_Exercise_:
Copy the entries below word for word, from the line containing "Place one point per instance of the sandy" up to and including the line containing "x=151, y=242". Leave out the pictures.
## begin Records provided
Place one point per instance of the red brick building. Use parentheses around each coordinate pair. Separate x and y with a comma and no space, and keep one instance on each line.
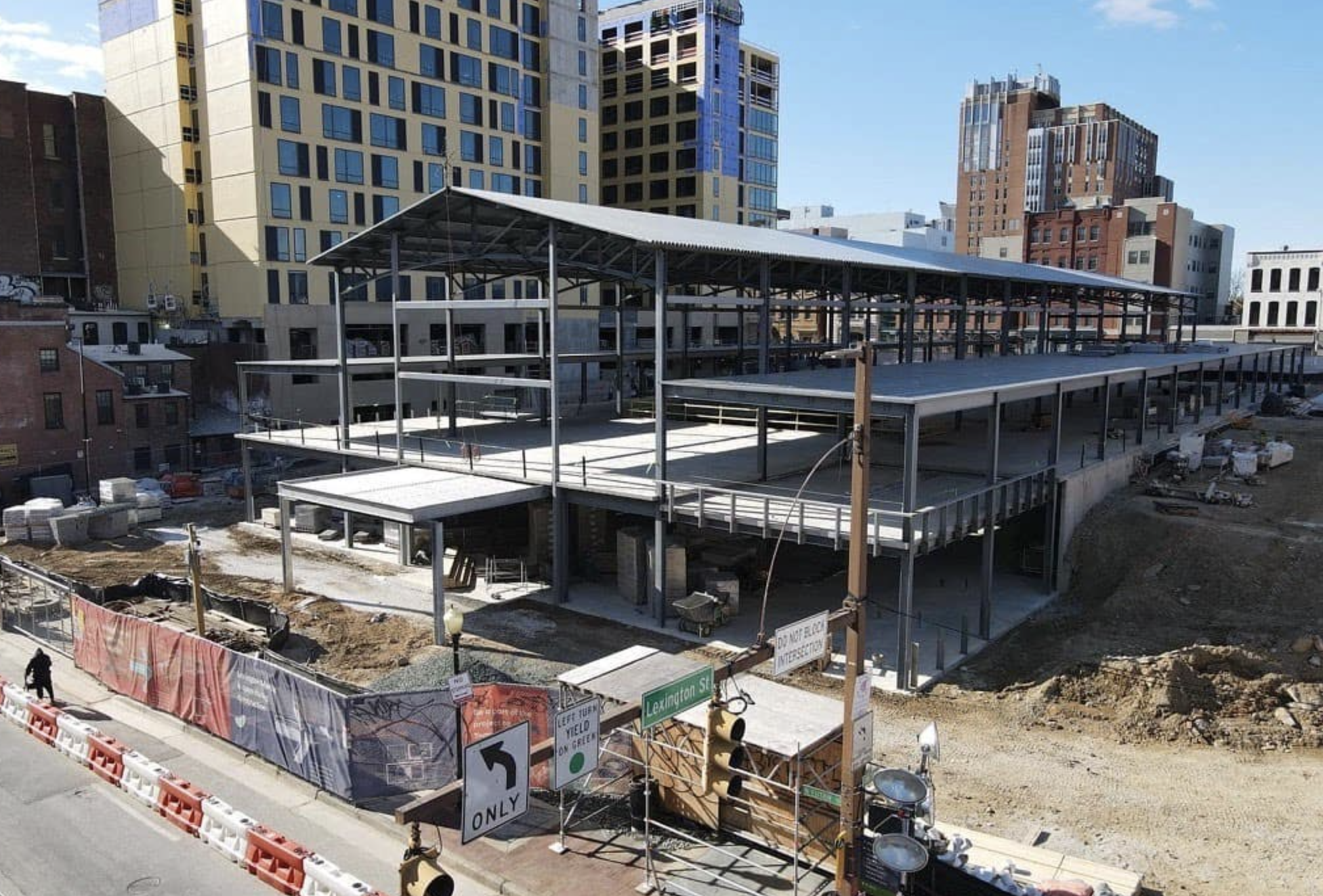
(131,411)
(60,233)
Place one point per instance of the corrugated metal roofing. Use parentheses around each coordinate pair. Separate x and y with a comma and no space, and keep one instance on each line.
(698,235)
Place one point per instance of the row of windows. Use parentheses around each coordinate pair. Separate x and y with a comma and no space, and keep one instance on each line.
(1274,317)
(1093,234)
(1274,279)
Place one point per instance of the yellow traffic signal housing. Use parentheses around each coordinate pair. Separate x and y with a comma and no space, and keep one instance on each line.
(724,754)
(420,875)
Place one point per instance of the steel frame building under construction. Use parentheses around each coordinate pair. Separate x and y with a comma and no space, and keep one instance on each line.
(1023,341)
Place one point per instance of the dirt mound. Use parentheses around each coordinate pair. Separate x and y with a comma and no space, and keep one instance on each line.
(1220,695)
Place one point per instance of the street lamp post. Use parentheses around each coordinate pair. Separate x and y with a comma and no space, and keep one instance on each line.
(454,621)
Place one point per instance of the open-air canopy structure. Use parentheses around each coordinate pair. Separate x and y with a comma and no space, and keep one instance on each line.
(1011,332)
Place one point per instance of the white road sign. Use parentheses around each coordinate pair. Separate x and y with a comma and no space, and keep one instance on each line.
(577,742)
(863,744)
(799,644)
(495,781)
(461,689)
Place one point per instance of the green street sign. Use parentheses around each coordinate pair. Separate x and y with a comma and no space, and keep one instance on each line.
(677,697)
(823,796)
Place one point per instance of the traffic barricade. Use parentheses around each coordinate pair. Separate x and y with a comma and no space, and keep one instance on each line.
(276,859)
(322,878)
(225,829)
(72,738)
(43,721)
(15,706)
(106,758)
(140,779)
(180,802)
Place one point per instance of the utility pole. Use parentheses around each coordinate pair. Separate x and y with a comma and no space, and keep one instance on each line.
(856,615)
(195,574)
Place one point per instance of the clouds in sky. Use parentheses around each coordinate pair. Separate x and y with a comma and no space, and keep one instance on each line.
(33,53)
(1147,14)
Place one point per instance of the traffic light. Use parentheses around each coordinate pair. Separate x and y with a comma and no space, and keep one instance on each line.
(724,754)
(420,875)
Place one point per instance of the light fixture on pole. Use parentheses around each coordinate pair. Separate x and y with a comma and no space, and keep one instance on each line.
(454,621)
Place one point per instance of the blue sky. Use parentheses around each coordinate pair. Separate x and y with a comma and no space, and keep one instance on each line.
(871,91)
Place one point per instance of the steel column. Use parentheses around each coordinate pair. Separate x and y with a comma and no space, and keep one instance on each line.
(286,545)
(438,582)
(994,451)
(910,501)
(659,608)
(396,348)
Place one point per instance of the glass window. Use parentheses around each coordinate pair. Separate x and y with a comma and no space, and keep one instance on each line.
(290,119)
(385,171)
(341,123)
(471,109)
(470,146)
(268,65)
(348,167)
(430,100)
(430,61)
(298,287)
(282,205)
(381,49)
(293,157)
(384,207)
(331,36)
(339,207)
(351,82)
(388,131)
(433,140)
(436,176)
(53,405)
(503,43)
(323,77)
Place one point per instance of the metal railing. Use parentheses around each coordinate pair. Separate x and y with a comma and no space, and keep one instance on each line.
(707,504)
(36,605)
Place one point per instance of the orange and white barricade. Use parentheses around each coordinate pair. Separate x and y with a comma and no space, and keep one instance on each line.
(225,829)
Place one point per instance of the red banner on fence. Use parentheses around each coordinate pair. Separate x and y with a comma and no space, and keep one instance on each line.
(497,707)
(170,670)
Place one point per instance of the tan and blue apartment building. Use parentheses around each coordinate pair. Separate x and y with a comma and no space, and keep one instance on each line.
(249,135)
(690,113)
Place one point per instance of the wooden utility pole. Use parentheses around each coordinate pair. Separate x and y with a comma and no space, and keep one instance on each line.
(855,608)
(195,574)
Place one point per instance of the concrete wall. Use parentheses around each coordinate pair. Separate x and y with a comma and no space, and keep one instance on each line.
(1080,492)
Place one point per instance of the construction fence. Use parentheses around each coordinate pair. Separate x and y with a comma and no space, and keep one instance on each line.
(355,746)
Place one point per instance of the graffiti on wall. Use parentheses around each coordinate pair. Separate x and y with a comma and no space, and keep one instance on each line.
(18,287)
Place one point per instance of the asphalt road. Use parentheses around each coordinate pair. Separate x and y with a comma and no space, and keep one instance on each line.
(64,830)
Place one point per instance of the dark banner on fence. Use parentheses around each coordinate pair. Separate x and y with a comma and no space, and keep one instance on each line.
(400,743)
(290,721)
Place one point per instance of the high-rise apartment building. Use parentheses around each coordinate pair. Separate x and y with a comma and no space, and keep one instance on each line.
(58,239)
(249,135)
(690,113)
(1022,151)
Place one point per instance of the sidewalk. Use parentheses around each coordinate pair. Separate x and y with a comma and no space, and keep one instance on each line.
(516,861)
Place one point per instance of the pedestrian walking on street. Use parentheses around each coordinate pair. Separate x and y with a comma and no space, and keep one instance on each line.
(39,674)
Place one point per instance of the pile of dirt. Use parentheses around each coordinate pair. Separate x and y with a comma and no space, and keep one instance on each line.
(1220,695)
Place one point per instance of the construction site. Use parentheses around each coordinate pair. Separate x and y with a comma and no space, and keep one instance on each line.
(1087,549)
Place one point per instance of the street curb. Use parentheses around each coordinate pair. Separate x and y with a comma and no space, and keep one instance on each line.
(183,727)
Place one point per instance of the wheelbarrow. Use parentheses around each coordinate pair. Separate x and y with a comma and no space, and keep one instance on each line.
(700,612)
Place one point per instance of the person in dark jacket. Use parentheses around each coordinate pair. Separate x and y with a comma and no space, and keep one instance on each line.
(39,674)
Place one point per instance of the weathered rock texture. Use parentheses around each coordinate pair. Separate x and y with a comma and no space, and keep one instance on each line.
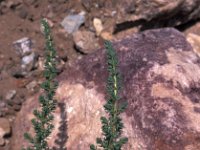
(147,13)
(161,76)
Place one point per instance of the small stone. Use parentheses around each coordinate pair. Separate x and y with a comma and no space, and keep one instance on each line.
(106,36)
(28,62)
(23,46)
(5,129)
(17,107)
(11,94)
(85,41)
(97,23)
(23,13)
(31,86)
(72,23)
(194,40)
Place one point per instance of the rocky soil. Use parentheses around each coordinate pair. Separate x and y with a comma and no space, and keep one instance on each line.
(79,28)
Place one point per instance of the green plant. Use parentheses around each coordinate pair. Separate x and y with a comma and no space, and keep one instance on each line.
(112,127)
(42,123)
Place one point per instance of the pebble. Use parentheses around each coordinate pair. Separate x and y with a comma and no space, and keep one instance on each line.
(23,46)
(5,129)
(97,23)
(11,94)
(72,23)
(85,41)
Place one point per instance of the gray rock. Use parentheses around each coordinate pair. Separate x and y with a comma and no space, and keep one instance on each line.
(72,23)
(160,83)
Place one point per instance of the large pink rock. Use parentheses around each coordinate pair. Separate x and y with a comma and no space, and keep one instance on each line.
(161,82)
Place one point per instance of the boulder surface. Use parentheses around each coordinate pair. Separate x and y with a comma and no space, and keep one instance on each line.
(161,83)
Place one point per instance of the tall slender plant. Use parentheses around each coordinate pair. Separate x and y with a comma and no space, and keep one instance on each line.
(42,123)
(113,125)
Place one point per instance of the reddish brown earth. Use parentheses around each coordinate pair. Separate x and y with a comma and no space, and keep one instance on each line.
(20,18)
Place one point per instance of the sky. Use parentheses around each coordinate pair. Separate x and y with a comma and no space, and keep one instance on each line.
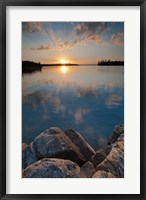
(72,42)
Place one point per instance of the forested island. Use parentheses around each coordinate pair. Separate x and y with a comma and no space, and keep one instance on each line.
(30,66)
(109,62)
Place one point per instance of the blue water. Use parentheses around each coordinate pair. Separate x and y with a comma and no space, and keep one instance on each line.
(89,99)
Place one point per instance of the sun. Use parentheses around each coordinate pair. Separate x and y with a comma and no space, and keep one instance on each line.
(63,61)
(64,69)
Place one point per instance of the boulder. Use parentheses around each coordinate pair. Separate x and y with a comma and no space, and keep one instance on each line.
(52,168)
(98,157)
(28,155)
(86,150)
(87,170)
(119,129)
(53,143)
(103,174)
(114,162)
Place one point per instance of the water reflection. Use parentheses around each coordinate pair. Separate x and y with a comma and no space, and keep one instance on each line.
(64,69)
(90,99)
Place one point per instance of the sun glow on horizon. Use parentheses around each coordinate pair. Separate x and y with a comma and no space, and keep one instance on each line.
(63,61)
(64,69)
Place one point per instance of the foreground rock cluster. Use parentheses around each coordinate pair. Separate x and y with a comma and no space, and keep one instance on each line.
(58,154)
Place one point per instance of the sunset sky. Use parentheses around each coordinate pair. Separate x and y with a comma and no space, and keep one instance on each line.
(73,42)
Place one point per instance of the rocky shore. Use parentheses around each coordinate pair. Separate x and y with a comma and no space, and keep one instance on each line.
(58,154)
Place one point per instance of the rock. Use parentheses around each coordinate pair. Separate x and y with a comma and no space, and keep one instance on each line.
(119,129)
(86,150)
(87,170)
(28,155)
(103,174)
(52,168)
(53,143)
(114,162)
(99,157)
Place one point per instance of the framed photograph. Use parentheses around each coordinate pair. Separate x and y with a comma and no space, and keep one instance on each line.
(72,99)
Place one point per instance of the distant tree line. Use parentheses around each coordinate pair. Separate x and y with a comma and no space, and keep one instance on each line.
(109,62)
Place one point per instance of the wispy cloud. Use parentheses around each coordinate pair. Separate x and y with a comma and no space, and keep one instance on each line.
(81,34)
(90,28)
(118,39)
(31,27)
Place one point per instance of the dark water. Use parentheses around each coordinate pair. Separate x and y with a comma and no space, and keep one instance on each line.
(89,99)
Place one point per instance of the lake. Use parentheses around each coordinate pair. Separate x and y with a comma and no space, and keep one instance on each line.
(86,98)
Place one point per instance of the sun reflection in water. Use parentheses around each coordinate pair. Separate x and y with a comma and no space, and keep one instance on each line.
(64,69)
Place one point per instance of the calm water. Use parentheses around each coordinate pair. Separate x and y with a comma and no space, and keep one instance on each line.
(89,99)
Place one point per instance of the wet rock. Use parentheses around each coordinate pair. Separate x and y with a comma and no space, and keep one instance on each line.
(119,129)
(86,150)
(103,174)
(114,162)
(28,155)
(87,170)
(98,157)
(52,168)
(53,143)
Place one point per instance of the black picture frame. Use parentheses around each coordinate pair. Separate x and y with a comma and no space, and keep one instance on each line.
(3,99)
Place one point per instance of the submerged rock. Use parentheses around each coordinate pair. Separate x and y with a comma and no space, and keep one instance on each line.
(52,168)
(98,157)
(28,155)
(119,129)
(53,143)
(87,170)
(86,150)
(114,162)
(103,174)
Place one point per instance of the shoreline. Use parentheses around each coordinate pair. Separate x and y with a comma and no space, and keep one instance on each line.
(58,154)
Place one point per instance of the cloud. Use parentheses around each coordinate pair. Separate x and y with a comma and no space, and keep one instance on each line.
(90,27)
(118,39)
(83,33)
(58,44)
(31,26)
(43,47)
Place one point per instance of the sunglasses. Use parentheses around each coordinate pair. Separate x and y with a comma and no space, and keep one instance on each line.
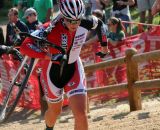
(73,21)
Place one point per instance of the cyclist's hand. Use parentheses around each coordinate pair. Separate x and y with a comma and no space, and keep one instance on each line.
(4,49)
(57,57)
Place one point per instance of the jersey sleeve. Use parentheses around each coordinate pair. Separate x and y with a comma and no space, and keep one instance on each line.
(94,23)
(28,48)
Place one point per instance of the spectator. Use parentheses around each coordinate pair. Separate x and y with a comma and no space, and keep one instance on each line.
(14,26)
(116,31)
(99,14)
(98,4)
(31,17)
(44,9)
(121,10)
(143,7)
(156,7)
(116,34)
(1,36)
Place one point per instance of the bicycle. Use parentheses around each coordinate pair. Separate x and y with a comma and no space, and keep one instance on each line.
(9,102)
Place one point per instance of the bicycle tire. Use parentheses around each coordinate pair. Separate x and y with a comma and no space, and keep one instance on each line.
(7,109)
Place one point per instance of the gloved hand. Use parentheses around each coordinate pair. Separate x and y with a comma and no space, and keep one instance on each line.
(4,49)
(57,57)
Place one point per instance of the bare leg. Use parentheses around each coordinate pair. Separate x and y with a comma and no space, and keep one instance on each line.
(142,16)
(78,104)
(53,111)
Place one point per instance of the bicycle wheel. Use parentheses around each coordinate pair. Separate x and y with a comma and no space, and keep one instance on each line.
(11,95)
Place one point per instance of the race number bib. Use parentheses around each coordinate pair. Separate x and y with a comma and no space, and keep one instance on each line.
(79,40)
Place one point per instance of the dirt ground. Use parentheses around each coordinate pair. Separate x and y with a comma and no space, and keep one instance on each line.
(115,116)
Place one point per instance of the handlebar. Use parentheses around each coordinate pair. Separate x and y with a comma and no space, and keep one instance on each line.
(44,41)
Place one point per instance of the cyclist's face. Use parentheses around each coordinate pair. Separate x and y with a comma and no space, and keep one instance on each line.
(12,17)
(72,25)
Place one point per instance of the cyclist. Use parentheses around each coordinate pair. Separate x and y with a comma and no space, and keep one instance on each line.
(69,31)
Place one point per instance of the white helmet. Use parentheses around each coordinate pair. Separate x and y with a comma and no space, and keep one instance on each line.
(72,9)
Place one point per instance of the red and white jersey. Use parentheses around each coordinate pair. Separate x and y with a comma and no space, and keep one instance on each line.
(71,41)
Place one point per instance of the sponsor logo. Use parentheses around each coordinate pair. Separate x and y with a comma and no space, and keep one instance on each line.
(33,47)
(64,40)
(70,84)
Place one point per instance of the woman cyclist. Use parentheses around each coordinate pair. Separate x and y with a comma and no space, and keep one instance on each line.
(69,31)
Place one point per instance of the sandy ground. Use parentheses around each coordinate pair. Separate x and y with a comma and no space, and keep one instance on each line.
(106,116)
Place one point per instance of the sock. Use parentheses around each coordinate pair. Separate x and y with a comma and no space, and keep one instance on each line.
(48,128)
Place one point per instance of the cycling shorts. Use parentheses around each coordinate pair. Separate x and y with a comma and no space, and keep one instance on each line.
(72,81)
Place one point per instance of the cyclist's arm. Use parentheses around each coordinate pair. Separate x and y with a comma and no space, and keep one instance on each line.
(31,50)
(96,24)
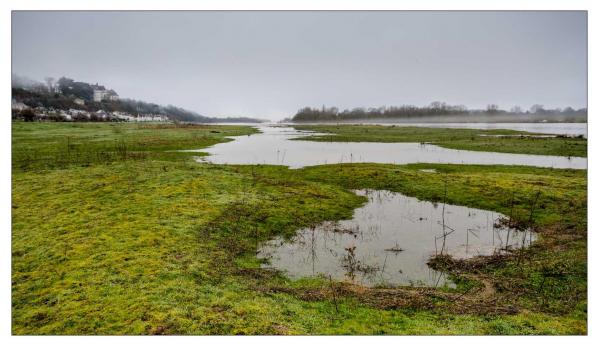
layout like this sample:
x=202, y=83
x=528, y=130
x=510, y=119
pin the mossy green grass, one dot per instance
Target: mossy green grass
x=151, y=242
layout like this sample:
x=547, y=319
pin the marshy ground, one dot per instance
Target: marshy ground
x=115, y=232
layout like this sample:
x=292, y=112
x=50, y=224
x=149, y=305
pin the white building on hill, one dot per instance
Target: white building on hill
x=102, y=94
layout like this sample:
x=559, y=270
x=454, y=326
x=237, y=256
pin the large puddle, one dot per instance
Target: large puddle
x=389, y=240
x=273, y=146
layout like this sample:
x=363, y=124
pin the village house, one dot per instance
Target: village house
x=103, y=94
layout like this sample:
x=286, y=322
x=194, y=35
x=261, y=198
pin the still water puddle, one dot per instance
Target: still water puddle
x=274, y=146
x=389, y=241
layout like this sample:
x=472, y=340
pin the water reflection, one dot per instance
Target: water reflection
x=389, y=240
x=273, y=146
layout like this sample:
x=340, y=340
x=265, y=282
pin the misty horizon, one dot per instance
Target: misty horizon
x=250, y=69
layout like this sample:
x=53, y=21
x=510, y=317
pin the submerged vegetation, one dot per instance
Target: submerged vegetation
x=115, y=233
x=504, y=141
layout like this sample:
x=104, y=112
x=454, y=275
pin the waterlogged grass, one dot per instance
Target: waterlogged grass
x=50, y=145
x=159, y=244
x=503, y=141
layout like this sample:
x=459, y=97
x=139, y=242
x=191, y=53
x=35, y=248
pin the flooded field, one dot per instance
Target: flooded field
x=568, y=129
x=389, y=241
x=273, y=146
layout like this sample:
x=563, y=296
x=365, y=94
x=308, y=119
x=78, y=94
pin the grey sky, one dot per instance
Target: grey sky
x=269, y=64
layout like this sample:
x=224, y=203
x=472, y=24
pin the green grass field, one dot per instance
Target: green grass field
x=112, y=233
x=465, y=139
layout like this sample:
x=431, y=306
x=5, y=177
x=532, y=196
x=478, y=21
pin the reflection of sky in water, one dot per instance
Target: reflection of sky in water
x=273, y=146
x=391, y=221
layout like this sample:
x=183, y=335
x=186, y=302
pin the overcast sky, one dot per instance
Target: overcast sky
x=269, y=64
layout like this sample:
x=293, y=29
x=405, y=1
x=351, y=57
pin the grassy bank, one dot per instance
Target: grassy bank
x=153, y=243
x=503, y=141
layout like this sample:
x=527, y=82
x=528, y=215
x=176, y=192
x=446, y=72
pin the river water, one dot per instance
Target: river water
x=273, y=146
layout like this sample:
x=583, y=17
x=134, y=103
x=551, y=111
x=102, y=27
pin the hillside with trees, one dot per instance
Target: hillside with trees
x=66, y=94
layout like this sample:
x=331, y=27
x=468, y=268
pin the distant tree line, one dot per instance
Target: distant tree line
x=63, y=94
x=308, y=114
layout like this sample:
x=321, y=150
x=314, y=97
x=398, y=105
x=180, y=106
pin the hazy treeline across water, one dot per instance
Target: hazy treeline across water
x=440, y=112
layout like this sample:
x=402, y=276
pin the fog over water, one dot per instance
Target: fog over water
x=274, y=146
x=269, y=64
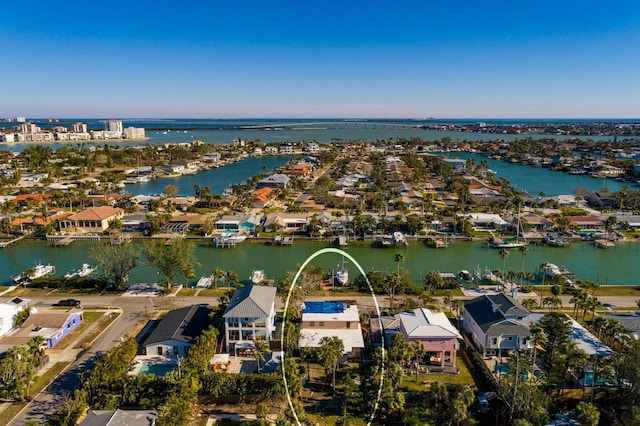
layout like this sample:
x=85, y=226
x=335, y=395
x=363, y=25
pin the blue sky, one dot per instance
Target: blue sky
x=444, y=59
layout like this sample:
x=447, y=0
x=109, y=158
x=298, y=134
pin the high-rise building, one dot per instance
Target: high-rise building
x=79, y=127
x=113, y=126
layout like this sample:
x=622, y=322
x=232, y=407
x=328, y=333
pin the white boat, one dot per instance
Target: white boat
x=398, y=238
x=257, y=276
x=342, y=275
x=36, y=272
x=204, y=282
x=86, y=270
x=229, y=240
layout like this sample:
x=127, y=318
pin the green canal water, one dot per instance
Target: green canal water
x=606, y=266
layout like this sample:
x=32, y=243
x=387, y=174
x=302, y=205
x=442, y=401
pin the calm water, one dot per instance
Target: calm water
x=610, y=266
x=535, y=179
x=217, y=179
x=318, y=130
## end Records provided
_Exercise answer_:
Place one point per instance of the sandy ground. Use parentheses around each coordinate pair. Separate x and y with a comma and no space, and keep one instance on each line.
(106,116)
Place one point per instance of the sock. Use parentheses around each coordinate pair. Separate x and y with a comma and no space, and keep one instance on each line.
(48,128)
Place one point per instance of the cycling shorts. Use parentheses around each coordinate pair. Separate x and y with a comma and no space, and keep one instance on each line.
(72,81)
Place one point per instance of the cyclist's arm. Use parentheses around each coordinate pair. Separate x and y with a comma and no space, and keep one instance on each line.
(31,50)
(96,24)
layout like this sample:
x=202, y=83
x=528, y=130
x=510, y=119
pin the mossy green grass, one dot per instance
Target: mossy green grass
x=151, y=242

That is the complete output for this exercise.